* WORK TO COMPLETE
Output all the records below, word for word.

* SUPPLIED MATERIAL
....
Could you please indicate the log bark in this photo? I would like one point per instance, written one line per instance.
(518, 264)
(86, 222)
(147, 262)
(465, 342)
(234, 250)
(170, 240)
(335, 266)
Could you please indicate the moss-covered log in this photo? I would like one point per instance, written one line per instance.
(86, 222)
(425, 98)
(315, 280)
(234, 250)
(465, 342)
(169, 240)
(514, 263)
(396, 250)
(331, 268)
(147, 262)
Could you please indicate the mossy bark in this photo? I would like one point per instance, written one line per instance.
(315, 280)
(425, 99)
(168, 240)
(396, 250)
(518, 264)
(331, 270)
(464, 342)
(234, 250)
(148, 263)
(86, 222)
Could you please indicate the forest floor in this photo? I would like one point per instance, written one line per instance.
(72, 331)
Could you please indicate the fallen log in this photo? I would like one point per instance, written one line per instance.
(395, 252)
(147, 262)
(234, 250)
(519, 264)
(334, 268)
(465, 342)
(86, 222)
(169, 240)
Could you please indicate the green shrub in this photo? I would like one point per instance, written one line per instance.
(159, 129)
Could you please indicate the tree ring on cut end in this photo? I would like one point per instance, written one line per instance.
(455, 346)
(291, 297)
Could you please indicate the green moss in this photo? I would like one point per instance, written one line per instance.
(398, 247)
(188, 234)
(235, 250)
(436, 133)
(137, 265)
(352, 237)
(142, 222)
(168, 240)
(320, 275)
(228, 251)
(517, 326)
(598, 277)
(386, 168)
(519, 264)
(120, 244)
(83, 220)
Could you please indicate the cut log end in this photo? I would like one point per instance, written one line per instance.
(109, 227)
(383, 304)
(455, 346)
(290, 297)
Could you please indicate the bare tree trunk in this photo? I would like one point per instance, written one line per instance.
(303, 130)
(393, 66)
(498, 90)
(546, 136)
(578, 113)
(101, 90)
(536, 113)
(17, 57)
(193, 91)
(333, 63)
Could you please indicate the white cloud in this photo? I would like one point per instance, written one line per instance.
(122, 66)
....
* RESPONSE AREA
Could you please indicate the log bark in this photo? I would like one point per instance, written one line per instance.
(518, 264)
(86, 222)
(147, 262)
(465, 342)
(234, 250)
(170, 240)
(335, 266)
Could you please indicate the moss-covered log in this photo? I would like one point per instance, written one line per instance.
(86, 222)
(425, 98)
(315, 280)
(234, 250)
(465, 342)
(169, 240)
(514, 263)
(396, 250)
(331, 268)
(147, 262)
Could you please indicate the mossy bark in this photo? I would like one point per instance, written one line per instance.
(315, 280)
(425, 99)
(168, 240)
(396, 250)
(518, 264)
(331, 270)
(464, 342)
(234, 250)
(148, 263)
(86, 222)
Could you please indicate the forest floor in this photo? I would like one point per instance, written one line per instance.
(72, 331)
Could you please indicate the fallen log in this photo? I would like one point per instance, written one line per instance.
(395, 252)
(147, 262)
(234, 250)
(519, 264)
(334, 268)
(465, 342)
(86, 222)
(169, 240)
Could you please indicate the green shrub in this photo? I would like one point per instance, written one line per instance.
(159, 129)
Could you please indicate the tree ring on cut end in this photo? I would like one point per instance, written one line per instance.
(455, 346)
(291, 297)
Could you please indicate the green moss in this photo? I would like one point per instance, written one line per instance.
(398, 247)
(188, 234)
(235, 250)
(436, 133)
(137, 265)
(352, 237)
(142, 222)
(168, 240)
(320, 275)
(228, 251)
(517, 326)
(598, 277)
(386, 168)
(519, 264)
(120, 244)
(83, 220)
Could you please indicate the cut log end in this photo? I would like one point per instance, written one line per instance.
(109, 227)
(383, 304)
(455, 346)
(290, 297)
Could you please indicate the bare tree trunk in this photo? I would like one point per instance, written one line per instance.
(303, 130)
(393, 66)
(498, 90)
(546, 136)
(578, 113)
(101, 90)
(536, 113)
(17, 57)
(193, 91)
(333, 63)
Could you please indicate the white cloud in this photo? I would like one point per instance, written one line per instance.
(122, 66)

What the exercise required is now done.